=== DATA FOR ANALYSIS ===

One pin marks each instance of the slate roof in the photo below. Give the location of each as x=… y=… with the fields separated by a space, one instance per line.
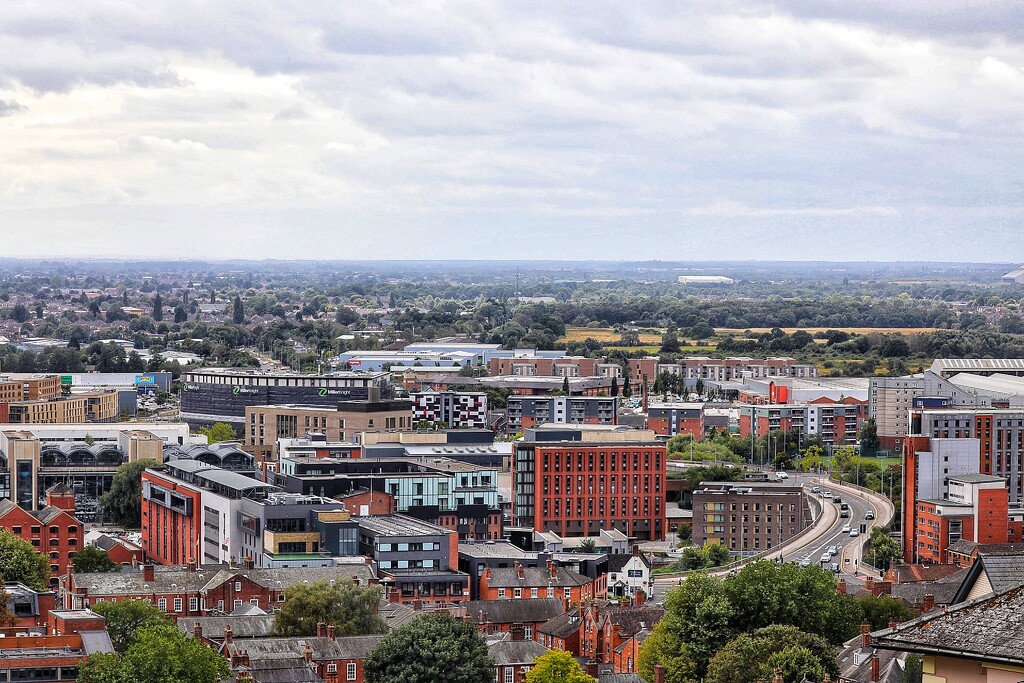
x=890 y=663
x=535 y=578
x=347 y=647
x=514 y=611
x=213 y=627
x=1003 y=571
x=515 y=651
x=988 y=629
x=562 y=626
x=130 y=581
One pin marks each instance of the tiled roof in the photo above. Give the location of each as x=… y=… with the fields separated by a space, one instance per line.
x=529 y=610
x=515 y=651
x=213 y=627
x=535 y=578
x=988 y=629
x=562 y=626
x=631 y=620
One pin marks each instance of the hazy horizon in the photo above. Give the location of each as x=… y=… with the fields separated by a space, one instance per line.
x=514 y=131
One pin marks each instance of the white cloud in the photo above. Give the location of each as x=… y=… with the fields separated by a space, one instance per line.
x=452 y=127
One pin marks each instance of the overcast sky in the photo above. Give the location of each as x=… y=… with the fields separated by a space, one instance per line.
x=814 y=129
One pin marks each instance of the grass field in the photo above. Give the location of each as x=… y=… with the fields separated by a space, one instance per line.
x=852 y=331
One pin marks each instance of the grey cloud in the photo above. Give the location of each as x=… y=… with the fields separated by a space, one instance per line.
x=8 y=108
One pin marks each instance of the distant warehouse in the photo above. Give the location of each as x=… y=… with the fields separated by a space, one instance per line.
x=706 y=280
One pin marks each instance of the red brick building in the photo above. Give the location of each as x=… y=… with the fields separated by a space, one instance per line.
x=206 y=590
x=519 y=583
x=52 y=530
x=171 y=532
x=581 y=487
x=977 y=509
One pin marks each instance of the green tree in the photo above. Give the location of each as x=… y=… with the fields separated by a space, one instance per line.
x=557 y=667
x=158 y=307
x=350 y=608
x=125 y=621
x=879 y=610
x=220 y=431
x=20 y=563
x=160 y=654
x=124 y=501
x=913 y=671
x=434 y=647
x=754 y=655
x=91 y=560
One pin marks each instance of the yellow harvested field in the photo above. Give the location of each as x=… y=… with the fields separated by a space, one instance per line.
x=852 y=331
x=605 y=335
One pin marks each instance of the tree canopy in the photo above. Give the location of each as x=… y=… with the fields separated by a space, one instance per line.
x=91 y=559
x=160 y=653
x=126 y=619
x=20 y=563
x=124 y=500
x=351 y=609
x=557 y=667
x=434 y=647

===
=== DATA FOR ANALYSIS ===

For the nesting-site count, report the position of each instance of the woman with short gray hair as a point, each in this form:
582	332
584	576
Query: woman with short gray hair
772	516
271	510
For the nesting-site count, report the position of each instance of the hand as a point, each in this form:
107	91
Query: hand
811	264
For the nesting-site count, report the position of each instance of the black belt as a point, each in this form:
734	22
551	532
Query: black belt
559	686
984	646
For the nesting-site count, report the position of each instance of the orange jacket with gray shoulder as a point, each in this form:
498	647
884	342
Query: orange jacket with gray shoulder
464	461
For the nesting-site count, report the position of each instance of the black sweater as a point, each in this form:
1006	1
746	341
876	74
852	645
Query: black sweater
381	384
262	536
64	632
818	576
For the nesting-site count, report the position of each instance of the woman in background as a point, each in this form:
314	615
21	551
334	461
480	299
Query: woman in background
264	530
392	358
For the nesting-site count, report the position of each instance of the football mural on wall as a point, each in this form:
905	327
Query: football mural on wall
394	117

===

* **TRY IT**
Count how many lines above include the word "this" and answer with that figure only.

* **EXERCISE SOLUTION**
7